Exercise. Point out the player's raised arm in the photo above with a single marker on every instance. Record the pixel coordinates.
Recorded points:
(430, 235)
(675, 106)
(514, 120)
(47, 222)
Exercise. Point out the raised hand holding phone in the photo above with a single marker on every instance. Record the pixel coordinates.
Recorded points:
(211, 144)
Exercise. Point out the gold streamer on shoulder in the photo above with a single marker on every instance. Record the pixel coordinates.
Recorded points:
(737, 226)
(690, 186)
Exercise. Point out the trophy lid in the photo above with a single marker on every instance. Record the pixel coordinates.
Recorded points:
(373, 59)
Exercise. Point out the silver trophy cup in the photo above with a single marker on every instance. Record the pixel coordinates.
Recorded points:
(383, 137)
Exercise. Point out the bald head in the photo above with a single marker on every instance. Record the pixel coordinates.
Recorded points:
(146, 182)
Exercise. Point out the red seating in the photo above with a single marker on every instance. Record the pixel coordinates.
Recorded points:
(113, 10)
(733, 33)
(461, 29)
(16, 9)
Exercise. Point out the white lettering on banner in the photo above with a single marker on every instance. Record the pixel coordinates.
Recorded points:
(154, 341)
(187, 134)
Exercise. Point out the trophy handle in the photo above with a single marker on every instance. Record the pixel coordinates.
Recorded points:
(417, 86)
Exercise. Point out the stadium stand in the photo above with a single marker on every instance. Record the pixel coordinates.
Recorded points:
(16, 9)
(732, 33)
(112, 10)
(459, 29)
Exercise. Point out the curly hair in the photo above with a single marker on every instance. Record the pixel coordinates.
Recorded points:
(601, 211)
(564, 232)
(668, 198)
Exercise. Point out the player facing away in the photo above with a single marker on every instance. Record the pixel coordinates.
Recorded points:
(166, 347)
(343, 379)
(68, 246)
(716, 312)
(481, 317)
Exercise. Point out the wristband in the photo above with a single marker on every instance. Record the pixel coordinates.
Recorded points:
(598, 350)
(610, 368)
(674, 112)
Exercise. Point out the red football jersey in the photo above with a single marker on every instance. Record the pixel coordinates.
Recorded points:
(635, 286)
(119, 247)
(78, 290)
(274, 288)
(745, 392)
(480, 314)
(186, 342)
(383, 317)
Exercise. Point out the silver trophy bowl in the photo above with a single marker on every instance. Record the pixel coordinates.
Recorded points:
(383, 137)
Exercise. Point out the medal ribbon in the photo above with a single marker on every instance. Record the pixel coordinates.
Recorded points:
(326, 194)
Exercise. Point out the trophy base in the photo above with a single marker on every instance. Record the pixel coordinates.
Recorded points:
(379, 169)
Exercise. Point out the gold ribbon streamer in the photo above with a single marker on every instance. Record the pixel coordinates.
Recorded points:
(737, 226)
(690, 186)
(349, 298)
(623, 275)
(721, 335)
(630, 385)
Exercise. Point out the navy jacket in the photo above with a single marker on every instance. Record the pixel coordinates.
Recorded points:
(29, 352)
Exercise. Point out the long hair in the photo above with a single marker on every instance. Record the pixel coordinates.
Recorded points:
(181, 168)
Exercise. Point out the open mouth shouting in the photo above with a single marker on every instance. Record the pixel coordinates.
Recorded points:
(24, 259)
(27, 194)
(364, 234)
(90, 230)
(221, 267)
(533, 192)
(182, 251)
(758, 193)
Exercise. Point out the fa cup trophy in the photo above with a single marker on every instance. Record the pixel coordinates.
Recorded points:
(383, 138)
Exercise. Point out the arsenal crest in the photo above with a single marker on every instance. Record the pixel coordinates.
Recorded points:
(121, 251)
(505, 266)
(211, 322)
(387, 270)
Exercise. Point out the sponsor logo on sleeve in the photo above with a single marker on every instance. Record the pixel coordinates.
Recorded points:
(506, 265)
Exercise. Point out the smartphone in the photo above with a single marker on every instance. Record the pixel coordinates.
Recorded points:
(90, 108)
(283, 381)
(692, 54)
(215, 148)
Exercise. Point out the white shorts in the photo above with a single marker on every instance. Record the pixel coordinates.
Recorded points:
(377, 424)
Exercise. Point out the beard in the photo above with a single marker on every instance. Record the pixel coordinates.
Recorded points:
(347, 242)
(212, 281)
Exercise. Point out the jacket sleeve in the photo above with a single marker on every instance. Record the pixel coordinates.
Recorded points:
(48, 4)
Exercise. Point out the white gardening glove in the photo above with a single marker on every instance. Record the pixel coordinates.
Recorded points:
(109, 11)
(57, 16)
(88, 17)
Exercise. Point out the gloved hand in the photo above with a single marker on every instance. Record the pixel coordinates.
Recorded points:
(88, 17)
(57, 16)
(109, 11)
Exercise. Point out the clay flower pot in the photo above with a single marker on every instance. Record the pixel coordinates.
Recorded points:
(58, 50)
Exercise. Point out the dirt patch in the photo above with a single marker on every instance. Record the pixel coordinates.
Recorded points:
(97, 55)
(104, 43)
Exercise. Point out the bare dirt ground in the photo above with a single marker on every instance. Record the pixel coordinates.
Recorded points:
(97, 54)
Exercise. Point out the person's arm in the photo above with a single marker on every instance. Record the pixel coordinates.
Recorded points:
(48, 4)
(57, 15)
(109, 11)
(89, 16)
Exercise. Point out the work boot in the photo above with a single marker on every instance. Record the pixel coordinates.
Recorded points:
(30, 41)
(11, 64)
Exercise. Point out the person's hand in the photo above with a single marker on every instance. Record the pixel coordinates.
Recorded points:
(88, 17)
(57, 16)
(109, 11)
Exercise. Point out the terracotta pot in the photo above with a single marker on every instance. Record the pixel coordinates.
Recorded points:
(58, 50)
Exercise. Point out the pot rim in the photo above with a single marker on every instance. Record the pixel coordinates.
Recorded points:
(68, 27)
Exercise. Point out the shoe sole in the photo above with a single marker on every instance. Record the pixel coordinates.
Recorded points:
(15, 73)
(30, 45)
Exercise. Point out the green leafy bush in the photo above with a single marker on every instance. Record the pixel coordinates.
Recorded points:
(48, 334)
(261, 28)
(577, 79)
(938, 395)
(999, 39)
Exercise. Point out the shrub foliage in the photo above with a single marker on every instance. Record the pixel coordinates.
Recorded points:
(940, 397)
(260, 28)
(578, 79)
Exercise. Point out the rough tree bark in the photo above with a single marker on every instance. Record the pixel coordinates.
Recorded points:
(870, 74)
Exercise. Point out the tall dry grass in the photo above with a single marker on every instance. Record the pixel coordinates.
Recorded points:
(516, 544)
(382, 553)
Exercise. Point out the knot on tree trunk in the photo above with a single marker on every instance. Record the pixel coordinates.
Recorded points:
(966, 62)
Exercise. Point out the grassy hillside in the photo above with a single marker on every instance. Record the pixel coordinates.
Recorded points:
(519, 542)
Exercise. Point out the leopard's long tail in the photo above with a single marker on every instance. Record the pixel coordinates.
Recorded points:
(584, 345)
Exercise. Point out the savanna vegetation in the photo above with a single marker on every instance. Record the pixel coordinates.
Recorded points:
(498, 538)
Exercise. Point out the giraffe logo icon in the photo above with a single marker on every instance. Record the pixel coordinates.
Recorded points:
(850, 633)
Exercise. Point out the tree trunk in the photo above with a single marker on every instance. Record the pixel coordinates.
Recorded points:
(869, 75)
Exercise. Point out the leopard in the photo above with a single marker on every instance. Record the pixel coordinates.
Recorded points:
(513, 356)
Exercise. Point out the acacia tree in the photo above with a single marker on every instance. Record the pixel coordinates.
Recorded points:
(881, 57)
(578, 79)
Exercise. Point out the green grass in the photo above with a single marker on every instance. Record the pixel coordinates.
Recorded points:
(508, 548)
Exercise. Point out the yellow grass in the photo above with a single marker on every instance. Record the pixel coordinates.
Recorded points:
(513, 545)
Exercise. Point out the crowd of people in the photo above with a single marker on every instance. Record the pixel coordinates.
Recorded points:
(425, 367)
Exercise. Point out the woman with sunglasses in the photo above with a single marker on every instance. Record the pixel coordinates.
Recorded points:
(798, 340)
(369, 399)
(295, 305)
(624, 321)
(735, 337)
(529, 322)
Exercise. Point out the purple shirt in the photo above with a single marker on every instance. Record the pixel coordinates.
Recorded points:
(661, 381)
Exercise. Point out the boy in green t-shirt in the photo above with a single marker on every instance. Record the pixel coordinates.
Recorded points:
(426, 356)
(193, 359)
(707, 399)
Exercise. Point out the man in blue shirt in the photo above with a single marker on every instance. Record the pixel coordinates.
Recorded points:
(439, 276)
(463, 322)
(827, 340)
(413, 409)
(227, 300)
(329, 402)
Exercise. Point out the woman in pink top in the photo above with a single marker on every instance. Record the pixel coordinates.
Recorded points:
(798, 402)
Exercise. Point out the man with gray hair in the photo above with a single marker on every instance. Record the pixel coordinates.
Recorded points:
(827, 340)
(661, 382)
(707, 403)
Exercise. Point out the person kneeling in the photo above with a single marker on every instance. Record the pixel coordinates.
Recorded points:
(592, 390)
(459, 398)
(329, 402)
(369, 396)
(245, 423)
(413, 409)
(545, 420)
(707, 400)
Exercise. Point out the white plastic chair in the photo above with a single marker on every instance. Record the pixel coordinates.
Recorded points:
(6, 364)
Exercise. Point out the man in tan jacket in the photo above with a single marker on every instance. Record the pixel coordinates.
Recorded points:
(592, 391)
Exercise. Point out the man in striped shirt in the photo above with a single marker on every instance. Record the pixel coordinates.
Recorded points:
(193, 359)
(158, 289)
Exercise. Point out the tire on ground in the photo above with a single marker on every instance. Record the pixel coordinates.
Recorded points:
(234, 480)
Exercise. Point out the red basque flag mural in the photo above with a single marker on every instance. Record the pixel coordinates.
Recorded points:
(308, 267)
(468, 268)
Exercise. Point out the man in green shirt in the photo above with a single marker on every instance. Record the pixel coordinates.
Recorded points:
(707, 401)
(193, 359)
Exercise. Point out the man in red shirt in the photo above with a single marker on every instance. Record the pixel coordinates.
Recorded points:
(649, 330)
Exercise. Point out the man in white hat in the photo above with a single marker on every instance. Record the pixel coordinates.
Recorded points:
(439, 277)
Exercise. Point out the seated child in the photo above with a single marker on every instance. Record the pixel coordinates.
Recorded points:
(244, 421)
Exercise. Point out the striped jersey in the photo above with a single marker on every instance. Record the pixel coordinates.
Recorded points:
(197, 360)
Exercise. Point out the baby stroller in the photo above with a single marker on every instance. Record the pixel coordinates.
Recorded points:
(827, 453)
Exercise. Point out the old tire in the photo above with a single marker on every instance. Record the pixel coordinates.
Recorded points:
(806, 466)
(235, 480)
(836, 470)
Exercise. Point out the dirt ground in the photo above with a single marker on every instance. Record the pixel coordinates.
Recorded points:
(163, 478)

» TASK BRIEF: Write down how many lines above contain the string "jersey", and nothing besides.

» RESPONSE TO THIS TASK: 2